**About this exercise**
All of the data that follows should be given again exactly, without its images.

**Data records**
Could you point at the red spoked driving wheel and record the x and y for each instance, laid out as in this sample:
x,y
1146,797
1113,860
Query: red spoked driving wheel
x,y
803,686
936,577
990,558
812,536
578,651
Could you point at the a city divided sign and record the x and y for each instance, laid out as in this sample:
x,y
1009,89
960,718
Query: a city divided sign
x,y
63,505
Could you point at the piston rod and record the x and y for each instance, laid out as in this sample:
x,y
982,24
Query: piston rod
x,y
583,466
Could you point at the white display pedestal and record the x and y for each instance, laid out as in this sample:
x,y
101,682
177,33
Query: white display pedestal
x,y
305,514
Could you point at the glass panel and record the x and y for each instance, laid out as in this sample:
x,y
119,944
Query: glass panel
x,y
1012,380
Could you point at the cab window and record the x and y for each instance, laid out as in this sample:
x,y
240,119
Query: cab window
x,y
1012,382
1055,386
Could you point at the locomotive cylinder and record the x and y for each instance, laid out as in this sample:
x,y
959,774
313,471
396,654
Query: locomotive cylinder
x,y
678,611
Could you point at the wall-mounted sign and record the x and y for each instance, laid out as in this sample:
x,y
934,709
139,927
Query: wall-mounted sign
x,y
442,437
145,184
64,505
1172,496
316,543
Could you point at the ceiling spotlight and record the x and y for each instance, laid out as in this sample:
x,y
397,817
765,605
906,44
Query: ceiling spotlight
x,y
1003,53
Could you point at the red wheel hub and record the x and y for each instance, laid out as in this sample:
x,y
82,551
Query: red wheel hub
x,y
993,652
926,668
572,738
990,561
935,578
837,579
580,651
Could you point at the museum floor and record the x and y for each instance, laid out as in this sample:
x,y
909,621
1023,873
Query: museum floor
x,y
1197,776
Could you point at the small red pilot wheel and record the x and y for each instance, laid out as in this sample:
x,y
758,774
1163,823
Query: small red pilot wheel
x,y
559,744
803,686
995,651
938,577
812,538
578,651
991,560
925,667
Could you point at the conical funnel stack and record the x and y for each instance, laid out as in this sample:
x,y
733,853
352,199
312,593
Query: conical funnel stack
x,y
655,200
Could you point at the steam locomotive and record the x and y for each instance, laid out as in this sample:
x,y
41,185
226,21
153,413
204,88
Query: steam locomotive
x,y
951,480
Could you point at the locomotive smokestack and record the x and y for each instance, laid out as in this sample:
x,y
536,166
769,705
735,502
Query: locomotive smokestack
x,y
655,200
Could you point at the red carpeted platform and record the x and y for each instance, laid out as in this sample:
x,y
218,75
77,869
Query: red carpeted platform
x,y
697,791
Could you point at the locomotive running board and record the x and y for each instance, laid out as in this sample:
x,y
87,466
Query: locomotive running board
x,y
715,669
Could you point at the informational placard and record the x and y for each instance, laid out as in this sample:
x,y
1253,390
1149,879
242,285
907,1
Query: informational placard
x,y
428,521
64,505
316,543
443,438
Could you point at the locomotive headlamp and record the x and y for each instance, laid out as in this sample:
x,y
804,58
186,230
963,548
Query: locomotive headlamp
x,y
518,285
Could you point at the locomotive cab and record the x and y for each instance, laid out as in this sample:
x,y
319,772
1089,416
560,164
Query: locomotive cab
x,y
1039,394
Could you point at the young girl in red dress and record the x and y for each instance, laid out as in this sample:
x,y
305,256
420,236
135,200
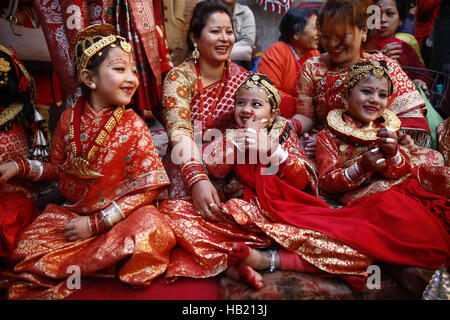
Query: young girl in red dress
x,y
109,172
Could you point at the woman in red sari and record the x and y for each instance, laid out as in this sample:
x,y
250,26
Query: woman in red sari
x,y
280,209
321,80
21,130
281,62
108,171
197,100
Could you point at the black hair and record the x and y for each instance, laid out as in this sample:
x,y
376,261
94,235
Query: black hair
x,y
294,21
202,11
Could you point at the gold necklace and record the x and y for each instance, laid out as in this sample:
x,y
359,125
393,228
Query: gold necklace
x,y
10,113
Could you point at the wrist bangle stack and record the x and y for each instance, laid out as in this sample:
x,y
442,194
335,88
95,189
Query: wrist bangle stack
x,y
352,173
36,169
281,154
192,173
297,125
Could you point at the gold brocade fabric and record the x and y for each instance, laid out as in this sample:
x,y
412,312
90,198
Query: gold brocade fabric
x,y
203,246
321,89
138,247
443,139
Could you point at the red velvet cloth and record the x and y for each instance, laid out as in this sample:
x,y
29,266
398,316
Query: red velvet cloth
x,y
183,289
404,225
16,212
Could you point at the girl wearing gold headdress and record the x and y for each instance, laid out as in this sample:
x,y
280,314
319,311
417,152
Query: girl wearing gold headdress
x,y
108,171
22,138
280,210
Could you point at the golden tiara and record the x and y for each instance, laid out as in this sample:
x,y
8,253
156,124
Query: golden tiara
x,y
92,40
271,91
359,72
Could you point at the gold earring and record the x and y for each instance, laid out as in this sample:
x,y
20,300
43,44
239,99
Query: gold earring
x,y
346,106
195,53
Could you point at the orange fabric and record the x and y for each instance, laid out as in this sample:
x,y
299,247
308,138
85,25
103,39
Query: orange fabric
x,y
133,176
279,63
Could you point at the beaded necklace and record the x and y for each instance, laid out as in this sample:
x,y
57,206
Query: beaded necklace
x,y
80,164
209,111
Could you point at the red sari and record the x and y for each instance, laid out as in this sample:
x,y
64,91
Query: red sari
x,y
136,249
17,196
181,113
282,65
321,89
403,226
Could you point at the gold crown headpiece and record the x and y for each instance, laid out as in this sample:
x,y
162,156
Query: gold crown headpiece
x,y
26,81
92,40
362,70
273,95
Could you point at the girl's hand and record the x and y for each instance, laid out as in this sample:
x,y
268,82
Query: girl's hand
x,y
7,171
206,200
408,142
309,145
373,160
387,141
77,229
421,84
392,50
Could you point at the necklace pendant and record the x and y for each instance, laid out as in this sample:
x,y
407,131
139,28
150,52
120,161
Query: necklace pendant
x,y
209,122
80,169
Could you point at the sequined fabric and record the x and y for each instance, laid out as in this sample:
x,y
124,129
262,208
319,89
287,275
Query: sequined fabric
x,y
203,246
321,89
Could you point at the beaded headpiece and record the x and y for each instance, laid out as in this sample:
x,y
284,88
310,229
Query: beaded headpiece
x,y
262,82
26,81
92,40
362,70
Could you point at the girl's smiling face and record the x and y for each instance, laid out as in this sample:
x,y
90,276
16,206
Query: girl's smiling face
x,y
252,105
116,80
368,99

**Expected answer**
Could you point at the red spoked driving wheel and record the x and y for each instance, laid out as in this sample:
x,y
1146,797
1113,860
Query: red spoked driving wheel
x,y
803,686
936,577
990,558
812,536
578,651
Could you point at the a city divided sign and record the x and y for each instance, laid out as in this sample:
x,y
1009,89
960,718
Query: a city divided sign
x,y
63,505
Could you point at the piston rod and record the x and y for each instance, laid out as in this sample:
x,y
982,24
Query: piston rod
x,y
583,466
Could you point at the white display pedestal and record the x and y for each instance, laid out as in this sample:
x,y
101,682
177,33
Query: white display pedestal
x,y
305,514
Could you point at the glass panel and record the x and y for each instance, laid out as in this sample:
x,y
119,944
Query: glass panel
x,y
1012,380
Could you point at the cab window and record the x and y for each instance, laid out as in this sample:
x,y
240,119
Query: cab window
x,y
1012,382
1055,386
Could you point at the locomotive cylinder and record the x and y for each instance, laid out as in this sample:
x,y
959,774
313,471
396,654
Query: locomotive cylinder
x,y
678,611
Could you point at the wall-mounted sign and record the x and y for each instance, laid out as in this sample:
x,y
934,709
139,927
Query: wall-mounted sign
x,y
442,437
145,184
64,505
1172,496
316,543
Could you point at the ceiling spotlight and record the x and y for each instance, laid out as in this sample:
x,y
397,817
765,605
906,44
Query: ceiling spotlight
x,y
1003,53
Could you point at the red wheel hub and record the x and y for each instance, laid out as in this sample:
x,y
82,551
Query: red wheel hub
x,y
993,652
926,668
572,738
990,561
935,578
837,579
580,651
Could you point at the museum floor and record the x and y for each instance, laid out as in this sample:
x,y
909,621
1023,873
Query: museum floor
x,y
1197,776
Could you point at the small red pilot wheel and record the x and y for each instance, laid out as in this sample:
x,y
758,774
1163,823
Query: small red pilot wheel
x,y
559,744
803,686
995,651
938,577
812,538
578,651
991,560
925,667
Could you point at the conical funnel stack and record the x and y for each instance, laid out as in this sample:
x,y
733,853
352,199
312,593
Query: conical funnel stack
x,y
655,200
Could you point at the steam locomotive and record the x and y for each instance, laid out as in this sample:
x,y
41,185
226,21
153,413
204,88
Query: steam locomotive
x,y
951,480
Could you point at the locomotive smokestack and record the x and y for each instance, laid out as in this sample:
x,y
536,166
769,705
735,502
Query: locomotive smokestack
x,y
655,200
Could you point at the red carpeted platform and record the x and y for each instance, laid out as in this sample:
x,y
218,75
77,869
Query: red carpeted platform
x,y
697,791
Could you point at the locomotive running board and record the x and y for each instance, laid out as in this sample:
x,y
87,466
Query: locomotive running board
x,y
715,669
Could you point at the informational placard and record the x and y for each instance, laid out as in this sample:
x,y
1253,390
1149,879
242,285
907,1
Query: informational placard
x,y
428,521
64,505
316,543
443,438
Could you point at the locomotive headlamp and record the x and y for each instance, laid out as in this sample:
x,y
804,58
186,230
963,548
Query: locomotive headlamp
x,y
518,285
Could you point at the locomotive cab and record the x and y for each instance, laid out as in this sample:
x,y
319,772
1089,416
560,164
Query: locomotive cab
x,y
1039,394
Could you point at the young girl in red dress and record the x and y for each instance, laid out as in this sample:
x,y
305,256
420,236
135,200
Query: young girl in red dress
x,y
109,172
Could you point at the woman in red sari and record the x and y for each instance, laid out as in this sample:
x,y
250,26
Query: woman in red sari
x,y
280,209
321,80
21,130
281,62
108,171
197,100
Could you point at the black hair and record the x and y for each instance, laid out as in this sample:
x,y
376,261
94,235
Query: black hair
x,y
294,21
202,11
Could you point at the gold necklace and record the x and y for each instance, laid out as in this sample:
x,y
359,125
393,228
Query: gold necklace
x,y
10,113
Could you point at the wrist bangle stack and record the x and y for each instance, laid out as in this sample:
x,y
442,194
335,88
95,189
Query: wrist bangle stack
x,y
352,173
36,169
281,154
192,173
297,125
Could you point at the gold brocade fabric and record the x and y for each instance, laid out as in this sample:
x,y
412,312
90,198
Query: gold brocade fabric
x,y
203,246
321,89
138,247
443,139
Could you point at the red velvet cloth and record the x and y for each instance, laid out as in this sample:
x,y
29,266
398,316
Query: red velvet cloth
x,y
183,289
404,225
16,212
Could you point at the girl wearing gold headdress and record the x and y for each instance, laid out as in this sample:
x,y
280,314
319,311
417,152
Query: girl wearing gold headdress
x,y
108,171
22,138
280,210
Could you point at the golden tiara and record the x and y for each instance, laid out as in this sample:
x,y
8,253
156,124
Query: golden tiara
x,y
92,40
271,91
359,72
Could you point at the gold earring and record the x and y for each instance, laid out as in this sample:
x,y
20,300
43,44
239,99
Query: gold earring
x,y
346,106
195,53
Could you point at the orange fabric and record the x and y for each instance, laid out as in this sample:
x,y
299,247
308,138
85,25
103,39
Query: orange fabric
x,y
133,176
279,63
Could you point at the beaded necklace and record the x and y for each instance, laid out as in this sample:
x,y
57,206
Query: beaded necklace
x,y
80,164
209,111
Could you point at the red sari and record the x and y for each instance, laid out as in this sample:
x,y
64,91
Query: red sari
x,y
136,249
17,196
181,113
282,65
321,89
403,226
Could you point at the gold crown headpiece and record the x and y for each instance, laid out as in this sample:
x,y
162,156
Query: gold crown headpiece
x,y
26,81
92,40
362,70
273,95
Could you point at the girl's hand and record the x and y for each instance, laid out as in this sample:
x,y
268,82
Query: girl's hand
x,y
7,171
206,200
408,142
309,145
373,160
387,141
77,229
421,84
392,50
Could you point at the necklace pendant and record the x and y for each instance, laid out as in this sample:
x,y
407,131
139,28
150,52
120,161
Query: necklace pendant
x,y
209,122
80,169
Could you point at the sequined fabric and record the x and y for each instance, laid out as in this sample:
x,y
124,129
262,208
319,89
287,275
Query: sequined fabric
x,y
203,246
321,89
Could you point at the beaded headpiece and record the x and y for each instance, laid out as in this sample:
x,y
284,88
310,229
Query: beaded headpiece
x,y
262,82
26,81
92,40
362,70
Could you point at the girl's smiling face and record the x and y for each instance, laid out as in this sample:
x,y
90,276
16,206
Query: girl's smiling face
x,y
252,105
116,80
368,99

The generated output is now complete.